##### THE RECORDS

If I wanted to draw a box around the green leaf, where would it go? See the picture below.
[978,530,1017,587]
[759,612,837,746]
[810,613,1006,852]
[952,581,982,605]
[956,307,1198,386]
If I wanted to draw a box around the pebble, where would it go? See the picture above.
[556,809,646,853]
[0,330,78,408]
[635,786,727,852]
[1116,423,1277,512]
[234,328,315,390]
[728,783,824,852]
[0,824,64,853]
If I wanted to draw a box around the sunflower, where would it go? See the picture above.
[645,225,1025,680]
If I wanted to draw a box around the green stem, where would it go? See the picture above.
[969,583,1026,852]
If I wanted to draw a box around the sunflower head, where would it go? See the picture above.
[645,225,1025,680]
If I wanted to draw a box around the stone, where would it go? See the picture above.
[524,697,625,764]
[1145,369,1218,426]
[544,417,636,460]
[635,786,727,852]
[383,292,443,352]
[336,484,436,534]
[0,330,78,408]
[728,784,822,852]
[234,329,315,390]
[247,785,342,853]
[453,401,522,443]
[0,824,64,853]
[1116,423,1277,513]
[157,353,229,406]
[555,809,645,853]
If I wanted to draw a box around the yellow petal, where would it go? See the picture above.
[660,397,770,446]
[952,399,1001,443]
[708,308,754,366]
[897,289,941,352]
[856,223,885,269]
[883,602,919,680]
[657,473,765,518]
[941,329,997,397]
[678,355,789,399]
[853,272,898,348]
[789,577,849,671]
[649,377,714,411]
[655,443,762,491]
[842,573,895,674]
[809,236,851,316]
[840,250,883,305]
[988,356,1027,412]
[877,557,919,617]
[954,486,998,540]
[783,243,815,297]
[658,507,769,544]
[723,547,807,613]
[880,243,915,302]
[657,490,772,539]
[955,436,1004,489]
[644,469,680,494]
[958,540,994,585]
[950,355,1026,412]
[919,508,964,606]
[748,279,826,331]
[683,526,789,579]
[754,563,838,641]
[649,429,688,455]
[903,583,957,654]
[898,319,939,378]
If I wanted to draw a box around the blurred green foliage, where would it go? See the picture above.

##########

> [BRIEF]
Please write out, exactly as they appear, only the lines from the one holding "If I wanted to draw a box around the yellow" through the end of the data.

> [ANSWER SECTION]
If I wanted to draw a box around the yellow petal, where would it go? See the picture above.
[660,397,770,446]
[952,399,1001,443]
[708,308,754,366]
[897,289,941,352]
[856,223,885,269]
[883,602,919,680]
[657,473,765,518]
[941,329,997,397]
[678,355,789,399]
[853,272,898,348]
[789,577,849,671]
[649,377,714,411]
[655,443,762,491]
[842,573,895,674]
[809,236,851,316]
[840,250,883,305]
[988,356,1027,412]
[877,557,919,617]
[954,486,998,540]
[783,243,815,297]
[658,507,769,544]
[723,547,807,613]
[880,243,915,302]
[657,490,772,539]
[955,436,1004,489]
[644,469,680,494]
[958,540,994,585]
[950,355,1026,412]
[919,508,964,606]
[748,279,826,331]
[683,526,789,579]
[754,563,838,641]
[649,429,688,455]
[903,583,957,654]
[898,319,939,378]
If I wanted to draw a box around the blurred green foliage, where would it go? See the picture above.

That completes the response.